Problem details - Where does the word "cloud" show up in the records? Copy every line that has it.

[Phrase grounding data]
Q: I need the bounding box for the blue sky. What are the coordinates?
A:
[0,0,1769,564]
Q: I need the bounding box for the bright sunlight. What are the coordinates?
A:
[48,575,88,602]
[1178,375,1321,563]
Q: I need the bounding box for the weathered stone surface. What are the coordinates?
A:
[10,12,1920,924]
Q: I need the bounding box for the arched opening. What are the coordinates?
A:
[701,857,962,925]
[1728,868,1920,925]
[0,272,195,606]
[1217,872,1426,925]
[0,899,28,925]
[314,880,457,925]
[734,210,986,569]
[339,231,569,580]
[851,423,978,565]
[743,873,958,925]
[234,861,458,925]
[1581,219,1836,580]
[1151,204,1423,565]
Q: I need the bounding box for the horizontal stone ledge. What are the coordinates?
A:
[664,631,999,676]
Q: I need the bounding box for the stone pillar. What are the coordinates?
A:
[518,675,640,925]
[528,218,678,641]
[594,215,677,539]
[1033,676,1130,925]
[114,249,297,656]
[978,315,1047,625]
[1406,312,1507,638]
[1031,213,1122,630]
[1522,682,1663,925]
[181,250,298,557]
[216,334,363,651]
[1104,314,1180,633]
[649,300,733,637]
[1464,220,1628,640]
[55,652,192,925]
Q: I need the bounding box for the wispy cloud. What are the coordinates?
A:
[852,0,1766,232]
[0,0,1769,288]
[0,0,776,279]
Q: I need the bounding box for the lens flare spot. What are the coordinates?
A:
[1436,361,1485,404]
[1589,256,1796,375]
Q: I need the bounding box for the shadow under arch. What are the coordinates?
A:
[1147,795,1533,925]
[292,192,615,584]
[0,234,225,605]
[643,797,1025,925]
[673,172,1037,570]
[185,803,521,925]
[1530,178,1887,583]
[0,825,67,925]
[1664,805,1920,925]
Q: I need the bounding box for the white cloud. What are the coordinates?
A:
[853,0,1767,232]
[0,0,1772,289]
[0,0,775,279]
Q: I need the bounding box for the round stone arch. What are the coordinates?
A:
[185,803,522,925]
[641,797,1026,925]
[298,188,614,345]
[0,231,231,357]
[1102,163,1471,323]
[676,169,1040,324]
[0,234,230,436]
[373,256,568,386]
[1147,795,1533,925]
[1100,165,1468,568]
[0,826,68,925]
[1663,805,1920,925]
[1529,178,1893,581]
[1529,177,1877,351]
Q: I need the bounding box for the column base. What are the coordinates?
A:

Written answer -
Q: I need the bounding box for the wispy cloud. What are the coordinates?
Q: I need the bounding box for the white cloud. What are the coordinates?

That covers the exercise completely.